▶ **Stated goal A**
Which lines of the records below contain the word "gantry"? Copy each of them.

▶ **Document excerpt**
The History of French Pop Songs – La chanson française of 2010
Cover photo taken from Independent http://www.independent.co.uk/sport/football/international/euro-2016-french-riot-police-fire-tear-gas-at-supporters-outside-paris-fan-zone-during-france-match-a7129906.html
So, after some hesitation, we’ve reached the end of this series – at least for another ten years or so, when it should become possible to have an idea about the songs of the 20’s of the 21st century. We also might revise this particular article three years from now, if some seminal pop songs about Paris appear. In the meantime, it is what it is. It’s been quite a journey and even more so quite a research we had to make to assemble this list. Interesting conclusions, some that we found surprising, even better analogies. However, we shall address that in greater detail in a separate article, the one that will serve as a conclusion to the series. In the meantime, let’s see what this decade is like seen through the prism of the Parisian pop music featuring the city of Paris.
In the last decade, we did see some fresh ideas, renewed spirit of optimism (as much as it is possible in this particular context, because let’s not kid ourselves, this is Paris we’re talking about, a city where all optimism comes to die) – corrosive decadence that has overtaken the genre was slightly scaled down and new winds started blowing. Also, same old problems remained – poor integration of the underprivileged, coupled in most cases with hidden but all the more powerful racism and religious bigotry; they were all still pretty much around, some would argue more important than ever. The communities in question did start taking some of the space for them, which in turn furthered the micro ‘culture wars’ that would define the previous decades. Let’s see where are we with all of those delicate issues today. If the cover photo, taken from Indipendent.co.uk (regarding the 2016 riots against the labor laws taking place during the EURO soccer championship) is any hint whatsoever, we’re not in a particularly good spot.

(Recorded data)

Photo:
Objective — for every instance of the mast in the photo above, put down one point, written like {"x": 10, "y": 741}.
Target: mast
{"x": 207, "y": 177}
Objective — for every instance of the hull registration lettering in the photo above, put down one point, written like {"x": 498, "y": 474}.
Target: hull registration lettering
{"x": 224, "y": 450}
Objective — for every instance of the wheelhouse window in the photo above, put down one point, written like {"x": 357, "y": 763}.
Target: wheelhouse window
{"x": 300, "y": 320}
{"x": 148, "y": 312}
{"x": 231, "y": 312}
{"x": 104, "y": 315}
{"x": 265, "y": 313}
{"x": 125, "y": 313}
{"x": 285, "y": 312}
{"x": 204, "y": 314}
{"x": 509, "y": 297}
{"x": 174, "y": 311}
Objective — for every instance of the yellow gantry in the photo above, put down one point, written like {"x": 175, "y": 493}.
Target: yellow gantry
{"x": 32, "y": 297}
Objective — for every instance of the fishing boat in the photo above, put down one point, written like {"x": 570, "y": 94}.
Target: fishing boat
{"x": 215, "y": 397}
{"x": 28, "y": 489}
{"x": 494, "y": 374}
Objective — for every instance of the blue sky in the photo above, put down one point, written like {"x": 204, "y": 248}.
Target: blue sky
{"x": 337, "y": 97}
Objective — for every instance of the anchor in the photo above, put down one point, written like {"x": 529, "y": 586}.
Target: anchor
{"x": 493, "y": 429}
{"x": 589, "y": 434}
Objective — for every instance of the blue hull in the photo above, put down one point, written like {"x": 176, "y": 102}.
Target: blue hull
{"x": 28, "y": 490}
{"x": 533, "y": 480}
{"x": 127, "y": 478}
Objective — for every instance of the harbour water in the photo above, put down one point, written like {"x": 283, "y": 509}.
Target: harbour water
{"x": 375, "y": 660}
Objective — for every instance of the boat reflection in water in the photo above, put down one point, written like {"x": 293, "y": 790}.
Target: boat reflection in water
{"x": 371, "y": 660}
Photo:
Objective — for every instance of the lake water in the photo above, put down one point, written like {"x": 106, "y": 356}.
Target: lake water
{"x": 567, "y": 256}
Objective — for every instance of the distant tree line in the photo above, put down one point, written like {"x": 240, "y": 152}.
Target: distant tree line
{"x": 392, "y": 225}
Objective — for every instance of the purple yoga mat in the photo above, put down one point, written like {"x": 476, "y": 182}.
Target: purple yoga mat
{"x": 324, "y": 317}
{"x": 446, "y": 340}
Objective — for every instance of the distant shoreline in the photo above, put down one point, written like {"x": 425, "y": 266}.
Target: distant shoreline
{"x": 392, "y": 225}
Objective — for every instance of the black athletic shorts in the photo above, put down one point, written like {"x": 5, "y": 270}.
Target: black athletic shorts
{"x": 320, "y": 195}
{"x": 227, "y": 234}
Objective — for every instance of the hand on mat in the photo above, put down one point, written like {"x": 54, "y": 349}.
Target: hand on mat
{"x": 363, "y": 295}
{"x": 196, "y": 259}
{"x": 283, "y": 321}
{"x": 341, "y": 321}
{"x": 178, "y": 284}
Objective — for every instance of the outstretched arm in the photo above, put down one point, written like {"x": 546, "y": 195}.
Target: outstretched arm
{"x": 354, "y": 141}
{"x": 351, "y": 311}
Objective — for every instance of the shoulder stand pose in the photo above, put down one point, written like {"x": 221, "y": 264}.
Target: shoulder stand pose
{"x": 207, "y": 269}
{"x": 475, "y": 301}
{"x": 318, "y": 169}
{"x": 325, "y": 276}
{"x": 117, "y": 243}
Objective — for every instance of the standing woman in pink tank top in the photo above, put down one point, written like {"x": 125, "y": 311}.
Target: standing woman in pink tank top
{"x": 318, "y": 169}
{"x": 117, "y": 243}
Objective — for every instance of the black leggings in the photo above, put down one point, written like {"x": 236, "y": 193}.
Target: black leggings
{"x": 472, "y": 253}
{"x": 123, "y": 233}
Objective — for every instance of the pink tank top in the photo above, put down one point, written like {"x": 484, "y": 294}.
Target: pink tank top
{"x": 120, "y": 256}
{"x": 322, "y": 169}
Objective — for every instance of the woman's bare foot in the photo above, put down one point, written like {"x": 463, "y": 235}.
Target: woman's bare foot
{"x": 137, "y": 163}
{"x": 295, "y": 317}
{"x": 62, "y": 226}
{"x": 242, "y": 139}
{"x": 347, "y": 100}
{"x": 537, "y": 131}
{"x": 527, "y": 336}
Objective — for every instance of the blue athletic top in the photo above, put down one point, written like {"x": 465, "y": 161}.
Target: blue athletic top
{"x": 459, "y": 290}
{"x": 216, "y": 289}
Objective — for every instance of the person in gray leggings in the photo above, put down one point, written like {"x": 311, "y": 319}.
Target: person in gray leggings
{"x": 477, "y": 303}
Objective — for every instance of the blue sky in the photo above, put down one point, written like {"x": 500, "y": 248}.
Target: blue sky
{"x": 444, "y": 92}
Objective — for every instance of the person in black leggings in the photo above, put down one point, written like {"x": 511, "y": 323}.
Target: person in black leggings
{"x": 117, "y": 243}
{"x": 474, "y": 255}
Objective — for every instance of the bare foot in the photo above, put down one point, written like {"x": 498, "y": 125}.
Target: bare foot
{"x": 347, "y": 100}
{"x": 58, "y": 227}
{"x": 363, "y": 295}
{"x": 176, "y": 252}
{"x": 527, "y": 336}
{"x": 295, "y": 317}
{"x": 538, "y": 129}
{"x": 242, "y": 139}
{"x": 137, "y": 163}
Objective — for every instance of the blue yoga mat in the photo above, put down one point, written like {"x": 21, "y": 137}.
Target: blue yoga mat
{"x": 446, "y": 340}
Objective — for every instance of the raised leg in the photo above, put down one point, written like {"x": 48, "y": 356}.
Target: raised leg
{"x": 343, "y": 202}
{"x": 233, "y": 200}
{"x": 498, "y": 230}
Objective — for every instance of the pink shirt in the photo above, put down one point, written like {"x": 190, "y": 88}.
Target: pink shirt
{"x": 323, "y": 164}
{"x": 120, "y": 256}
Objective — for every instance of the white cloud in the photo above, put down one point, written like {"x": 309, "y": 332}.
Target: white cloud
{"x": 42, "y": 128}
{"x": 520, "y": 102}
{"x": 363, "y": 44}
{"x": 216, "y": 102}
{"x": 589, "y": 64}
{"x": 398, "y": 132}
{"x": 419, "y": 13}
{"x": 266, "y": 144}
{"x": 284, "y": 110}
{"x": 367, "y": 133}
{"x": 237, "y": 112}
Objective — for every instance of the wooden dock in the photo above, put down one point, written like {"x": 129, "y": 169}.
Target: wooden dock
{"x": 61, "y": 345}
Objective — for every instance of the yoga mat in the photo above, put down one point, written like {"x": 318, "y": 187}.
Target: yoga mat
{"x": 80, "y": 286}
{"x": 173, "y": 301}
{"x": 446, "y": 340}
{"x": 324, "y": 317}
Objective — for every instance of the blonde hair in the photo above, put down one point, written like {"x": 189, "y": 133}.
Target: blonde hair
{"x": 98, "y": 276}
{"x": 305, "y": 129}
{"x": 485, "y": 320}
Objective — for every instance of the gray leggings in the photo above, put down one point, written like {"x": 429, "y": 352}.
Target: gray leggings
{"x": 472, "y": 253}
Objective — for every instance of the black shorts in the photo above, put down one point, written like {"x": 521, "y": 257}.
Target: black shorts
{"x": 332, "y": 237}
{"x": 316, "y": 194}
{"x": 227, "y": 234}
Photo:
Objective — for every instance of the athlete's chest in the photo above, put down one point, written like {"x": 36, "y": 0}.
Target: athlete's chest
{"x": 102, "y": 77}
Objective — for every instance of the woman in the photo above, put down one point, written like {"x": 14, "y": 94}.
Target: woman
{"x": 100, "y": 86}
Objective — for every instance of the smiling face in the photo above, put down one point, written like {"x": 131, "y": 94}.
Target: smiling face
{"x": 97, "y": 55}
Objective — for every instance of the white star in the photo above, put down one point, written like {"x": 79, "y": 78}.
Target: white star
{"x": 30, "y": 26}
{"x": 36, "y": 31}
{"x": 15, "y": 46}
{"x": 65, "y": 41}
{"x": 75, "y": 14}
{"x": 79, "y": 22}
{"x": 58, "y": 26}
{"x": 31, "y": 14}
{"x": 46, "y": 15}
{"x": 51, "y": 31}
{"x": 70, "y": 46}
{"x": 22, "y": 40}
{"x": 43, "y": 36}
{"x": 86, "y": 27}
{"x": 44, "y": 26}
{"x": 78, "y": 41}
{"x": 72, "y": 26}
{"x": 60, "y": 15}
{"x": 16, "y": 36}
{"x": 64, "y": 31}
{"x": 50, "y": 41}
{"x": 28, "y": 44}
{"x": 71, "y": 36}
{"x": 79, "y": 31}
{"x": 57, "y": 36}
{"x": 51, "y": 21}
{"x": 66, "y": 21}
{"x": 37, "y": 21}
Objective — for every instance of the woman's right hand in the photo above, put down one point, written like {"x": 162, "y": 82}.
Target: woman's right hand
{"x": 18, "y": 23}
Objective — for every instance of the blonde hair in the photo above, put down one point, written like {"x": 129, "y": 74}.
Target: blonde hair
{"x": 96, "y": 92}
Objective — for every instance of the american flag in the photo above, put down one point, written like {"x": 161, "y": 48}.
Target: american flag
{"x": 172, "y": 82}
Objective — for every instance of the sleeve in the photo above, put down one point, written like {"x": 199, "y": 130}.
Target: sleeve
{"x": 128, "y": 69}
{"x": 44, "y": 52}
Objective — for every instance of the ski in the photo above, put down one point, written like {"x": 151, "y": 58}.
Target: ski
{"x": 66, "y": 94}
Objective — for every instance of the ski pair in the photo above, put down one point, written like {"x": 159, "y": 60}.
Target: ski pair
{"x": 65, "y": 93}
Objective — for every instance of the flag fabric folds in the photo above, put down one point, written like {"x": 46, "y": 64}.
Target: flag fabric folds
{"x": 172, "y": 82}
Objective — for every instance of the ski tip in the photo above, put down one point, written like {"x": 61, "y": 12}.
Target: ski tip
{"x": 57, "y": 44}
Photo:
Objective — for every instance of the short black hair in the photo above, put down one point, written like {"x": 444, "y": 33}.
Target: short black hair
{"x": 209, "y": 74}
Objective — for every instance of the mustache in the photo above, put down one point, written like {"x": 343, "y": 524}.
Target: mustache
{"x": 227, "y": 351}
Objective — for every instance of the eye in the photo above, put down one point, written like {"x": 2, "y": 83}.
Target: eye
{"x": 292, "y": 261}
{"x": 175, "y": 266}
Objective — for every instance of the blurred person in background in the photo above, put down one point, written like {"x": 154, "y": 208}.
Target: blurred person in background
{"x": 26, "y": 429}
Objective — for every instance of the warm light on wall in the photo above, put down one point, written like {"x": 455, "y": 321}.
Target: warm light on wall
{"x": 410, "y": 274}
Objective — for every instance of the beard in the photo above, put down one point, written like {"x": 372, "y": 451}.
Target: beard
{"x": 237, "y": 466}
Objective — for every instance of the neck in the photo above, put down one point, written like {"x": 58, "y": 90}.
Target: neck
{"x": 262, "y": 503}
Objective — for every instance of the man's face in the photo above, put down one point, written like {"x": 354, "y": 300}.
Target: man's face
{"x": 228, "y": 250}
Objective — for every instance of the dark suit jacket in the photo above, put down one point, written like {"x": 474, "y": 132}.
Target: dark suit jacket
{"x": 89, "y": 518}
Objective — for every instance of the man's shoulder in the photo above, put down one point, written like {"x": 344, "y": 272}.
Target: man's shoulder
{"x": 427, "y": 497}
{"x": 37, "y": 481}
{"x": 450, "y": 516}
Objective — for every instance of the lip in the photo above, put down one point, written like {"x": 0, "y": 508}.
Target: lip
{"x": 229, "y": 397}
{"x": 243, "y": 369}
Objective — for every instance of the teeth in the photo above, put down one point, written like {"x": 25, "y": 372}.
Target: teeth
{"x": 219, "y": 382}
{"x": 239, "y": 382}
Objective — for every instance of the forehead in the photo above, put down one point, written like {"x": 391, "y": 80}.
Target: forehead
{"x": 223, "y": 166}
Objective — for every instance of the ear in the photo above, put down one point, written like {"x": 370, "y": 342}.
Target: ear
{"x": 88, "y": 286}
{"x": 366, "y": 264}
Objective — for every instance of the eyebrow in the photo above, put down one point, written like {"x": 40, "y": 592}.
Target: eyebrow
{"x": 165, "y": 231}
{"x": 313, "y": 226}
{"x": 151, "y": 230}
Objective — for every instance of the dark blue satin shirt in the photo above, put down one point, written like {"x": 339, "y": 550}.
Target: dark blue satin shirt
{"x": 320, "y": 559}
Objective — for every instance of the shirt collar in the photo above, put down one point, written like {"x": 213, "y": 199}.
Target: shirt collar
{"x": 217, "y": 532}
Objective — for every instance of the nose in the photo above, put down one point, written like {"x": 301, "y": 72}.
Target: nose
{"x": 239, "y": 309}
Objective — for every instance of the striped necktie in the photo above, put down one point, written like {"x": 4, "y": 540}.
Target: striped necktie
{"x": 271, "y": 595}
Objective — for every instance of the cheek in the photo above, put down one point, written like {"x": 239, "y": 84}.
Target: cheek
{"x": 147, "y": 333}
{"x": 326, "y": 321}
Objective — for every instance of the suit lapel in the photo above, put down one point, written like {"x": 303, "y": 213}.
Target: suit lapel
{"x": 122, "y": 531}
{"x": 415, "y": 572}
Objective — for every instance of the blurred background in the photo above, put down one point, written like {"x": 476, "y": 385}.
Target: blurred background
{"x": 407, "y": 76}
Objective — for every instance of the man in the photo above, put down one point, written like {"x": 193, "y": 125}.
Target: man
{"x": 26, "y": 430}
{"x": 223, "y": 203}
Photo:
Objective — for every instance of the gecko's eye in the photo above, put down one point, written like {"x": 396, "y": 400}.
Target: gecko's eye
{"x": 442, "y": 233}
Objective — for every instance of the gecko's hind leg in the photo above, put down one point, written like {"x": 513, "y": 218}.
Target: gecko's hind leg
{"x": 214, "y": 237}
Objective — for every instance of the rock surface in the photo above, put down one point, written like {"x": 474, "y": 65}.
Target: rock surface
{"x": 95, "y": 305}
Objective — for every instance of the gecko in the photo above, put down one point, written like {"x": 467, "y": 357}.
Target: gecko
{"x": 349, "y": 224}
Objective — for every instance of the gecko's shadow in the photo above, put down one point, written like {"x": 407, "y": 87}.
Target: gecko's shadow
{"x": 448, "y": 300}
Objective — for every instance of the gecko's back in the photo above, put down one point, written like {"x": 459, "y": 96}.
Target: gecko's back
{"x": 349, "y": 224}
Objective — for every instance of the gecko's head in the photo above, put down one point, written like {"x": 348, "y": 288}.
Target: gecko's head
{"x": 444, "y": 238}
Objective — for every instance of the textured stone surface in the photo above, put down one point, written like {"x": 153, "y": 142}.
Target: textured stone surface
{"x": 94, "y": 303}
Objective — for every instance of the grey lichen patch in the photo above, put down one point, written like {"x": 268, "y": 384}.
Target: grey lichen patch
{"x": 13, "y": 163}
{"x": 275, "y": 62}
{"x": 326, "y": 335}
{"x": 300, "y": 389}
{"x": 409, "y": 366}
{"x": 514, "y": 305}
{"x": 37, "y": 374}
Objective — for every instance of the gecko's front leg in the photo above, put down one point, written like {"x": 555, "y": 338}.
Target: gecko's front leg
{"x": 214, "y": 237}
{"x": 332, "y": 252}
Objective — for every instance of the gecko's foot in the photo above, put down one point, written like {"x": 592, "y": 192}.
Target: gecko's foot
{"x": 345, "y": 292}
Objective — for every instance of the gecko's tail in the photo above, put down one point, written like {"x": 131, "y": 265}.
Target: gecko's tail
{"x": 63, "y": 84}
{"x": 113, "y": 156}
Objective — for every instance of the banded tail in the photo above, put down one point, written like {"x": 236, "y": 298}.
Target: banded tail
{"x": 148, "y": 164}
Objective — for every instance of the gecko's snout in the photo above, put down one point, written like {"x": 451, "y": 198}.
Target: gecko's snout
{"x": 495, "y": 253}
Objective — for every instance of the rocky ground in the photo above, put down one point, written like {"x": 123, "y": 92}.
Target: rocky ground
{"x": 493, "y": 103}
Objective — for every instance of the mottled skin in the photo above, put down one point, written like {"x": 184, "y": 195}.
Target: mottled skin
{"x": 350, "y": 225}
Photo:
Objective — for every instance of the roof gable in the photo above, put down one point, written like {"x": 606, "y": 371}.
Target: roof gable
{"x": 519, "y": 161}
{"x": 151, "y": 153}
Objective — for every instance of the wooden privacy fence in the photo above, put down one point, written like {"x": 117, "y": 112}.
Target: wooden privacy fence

▶ **Stated goal B**
Does the article on Paris pop songs of the 2010s support each of these statements? (i) The cover photo shows the 2016 riots against the labor laws during the EURO soccer championship. (ii) The article may be revised three years from now. (iii) Racism stopped being a problem in the last decade.

▶ **Final result A**
Objective — for every instance of the yellow gantry in the photo above, put down one point, written like {"x": 175, "y": 493}.
Target: yellow gantry

▶ **Final result B**
(i) Yes: "regarding the 2016 riots against the labor laws taking place during the EURO soccer championship"
(ii) Yes: "We also might revise this particular article three years from now"
(iii) No: "same old problems remained – poor integration of the underprivileged, coupled in most cases with hidden but all the more powerful racism and religious bigotry"